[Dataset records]
..............................
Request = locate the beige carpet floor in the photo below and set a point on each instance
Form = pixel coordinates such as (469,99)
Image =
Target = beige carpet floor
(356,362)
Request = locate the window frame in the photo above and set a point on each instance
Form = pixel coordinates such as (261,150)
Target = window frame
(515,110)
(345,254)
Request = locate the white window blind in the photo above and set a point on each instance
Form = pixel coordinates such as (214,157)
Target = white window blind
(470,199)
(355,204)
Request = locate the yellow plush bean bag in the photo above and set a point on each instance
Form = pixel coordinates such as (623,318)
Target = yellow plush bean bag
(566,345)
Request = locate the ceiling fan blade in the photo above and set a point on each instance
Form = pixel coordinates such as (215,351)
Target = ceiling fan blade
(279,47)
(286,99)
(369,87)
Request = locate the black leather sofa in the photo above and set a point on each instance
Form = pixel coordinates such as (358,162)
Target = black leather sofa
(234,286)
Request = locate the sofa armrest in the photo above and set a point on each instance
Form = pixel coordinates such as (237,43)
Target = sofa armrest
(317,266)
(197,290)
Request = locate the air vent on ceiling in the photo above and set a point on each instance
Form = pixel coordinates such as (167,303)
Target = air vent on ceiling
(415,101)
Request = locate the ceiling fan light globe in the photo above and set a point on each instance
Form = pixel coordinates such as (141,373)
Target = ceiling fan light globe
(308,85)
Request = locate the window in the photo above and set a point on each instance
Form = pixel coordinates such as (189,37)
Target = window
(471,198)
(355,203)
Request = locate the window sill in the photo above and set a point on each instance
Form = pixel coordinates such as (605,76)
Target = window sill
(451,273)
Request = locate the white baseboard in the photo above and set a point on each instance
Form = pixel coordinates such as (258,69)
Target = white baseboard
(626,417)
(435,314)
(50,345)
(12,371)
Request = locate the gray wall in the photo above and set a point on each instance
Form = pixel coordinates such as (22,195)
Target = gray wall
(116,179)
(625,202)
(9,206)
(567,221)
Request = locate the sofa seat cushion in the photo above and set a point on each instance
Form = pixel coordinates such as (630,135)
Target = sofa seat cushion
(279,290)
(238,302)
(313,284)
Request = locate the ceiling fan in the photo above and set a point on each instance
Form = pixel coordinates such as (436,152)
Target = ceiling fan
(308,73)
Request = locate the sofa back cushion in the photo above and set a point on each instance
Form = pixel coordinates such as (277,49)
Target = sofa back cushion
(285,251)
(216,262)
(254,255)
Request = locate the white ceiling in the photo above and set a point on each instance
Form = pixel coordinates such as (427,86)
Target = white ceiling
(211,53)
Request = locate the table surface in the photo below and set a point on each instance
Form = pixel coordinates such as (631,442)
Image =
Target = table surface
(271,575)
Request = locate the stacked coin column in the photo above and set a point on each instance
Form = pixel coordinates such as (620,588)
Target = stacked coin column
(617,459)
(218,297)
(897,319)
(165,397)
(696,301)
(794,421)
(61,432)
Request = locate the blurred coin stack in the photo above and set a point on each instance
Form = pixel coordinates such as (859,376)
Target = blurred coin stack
..............................
### Short exercise
Quote exactly what appears from the line containing "Request = locate the ceiling fan light" through the final line of the listing above, including both of those lines.

### Result of the task
Request = locate the ceiling fan light globe in the photo above and set a point on each instance
Form = pixel coordinates such as (141,373)
Target = ceiling fan light globe
(308,85)
Request = locate the window in the photo above and set a point on each instance
Form = pixel coordinates such as (189,37)
Target = window
(471,198)
(355,203)
Request = locate the window sill in the photo above and set a point on each instance
Form = pixel coordinates such as (605,76)
Target = window sill
(451,273)
Request = locate the white baseboard in the photo above and set a point on each instance
Form = pixel coordinates such as (258,69)
Target = white baseboard
(626,417)
(435,314)
(50,345)
(12,371)
Request = locate the gray wall in the photo above and set a point on each instance
Form = pixel coordinates such as (22,195)
Target = gray wall
(116,179)
(625,202)
(9,206)
(567,221)
Request = locate the sofa seat cushion in the photo above and set a point on each instance
Form = pixel coordinates such as (630,135)
Target = sofa seat cushion
(279,290)
(238,302)
(313,284)
Request = locate the ceiling fan in the photo above and set a point on each instance
Form = pixel coordinates such as (436,152)
Target = ceiling fan
(308,73)
Request = locate the sofa back cushion in the photo above and set a point on each instance
Form = pixel coordinates such as (277,49)
Target = sofa back cushion
(285,251)
(216,262)
(254,255)
Request = locate the white ceiling in the photo above and set a point on each instance
Form = pixel coordinates such as (427,86)
Target = white ceiling
(211,53)
Request = locate the table surface in the photo below and set a point on each instance
Form = pixel coordinates such as (631,442)
Image =
Target = table surface
(271,575)
Request = locate the stacked coin column in the photo above and set a point on each instance
Form = pixel coordinates such as (620,588)
Target = stacked coin column
(617,459)
(218,297)
(897,319)
(165,397)
(696,301)
(794,421)
(61,432)
Request = locate the blurred coin stack in the photo above and set a point on each instance
Form = pixel coordinates such as (859,376)
Target = blurred coin stack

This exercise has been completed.